<<<<

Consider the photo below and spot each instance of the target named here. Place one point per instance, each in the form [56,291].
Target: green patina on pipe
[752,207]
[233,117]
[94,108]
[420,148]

>>>>
<<<<

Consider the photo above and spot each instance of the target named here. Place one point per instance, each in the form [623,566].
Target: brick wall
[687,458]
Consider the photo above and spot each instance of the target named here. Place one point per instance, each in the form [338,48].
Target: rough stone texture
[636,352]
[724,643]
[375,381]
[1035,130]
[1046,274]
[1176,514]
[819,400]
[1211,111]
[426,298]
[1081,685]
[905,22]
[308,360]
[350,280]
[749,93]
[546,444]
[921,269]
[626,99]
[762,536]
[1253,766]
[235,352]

>>>>

WORK ORDER :: Filter the records down to the lines that contain the string "photo", and copy those lines.

TASK ANSWER ::
Consider the photo below and spot each instance of the target named here. Place one point per instance, each in the form [56,291].
Consider the photo above and spot each instance of the target named here. Place one point per instance, each in the form [623,566].
Consider the photo above and spot each instance of the target named here. Place one point per instance, each in the form [338,48].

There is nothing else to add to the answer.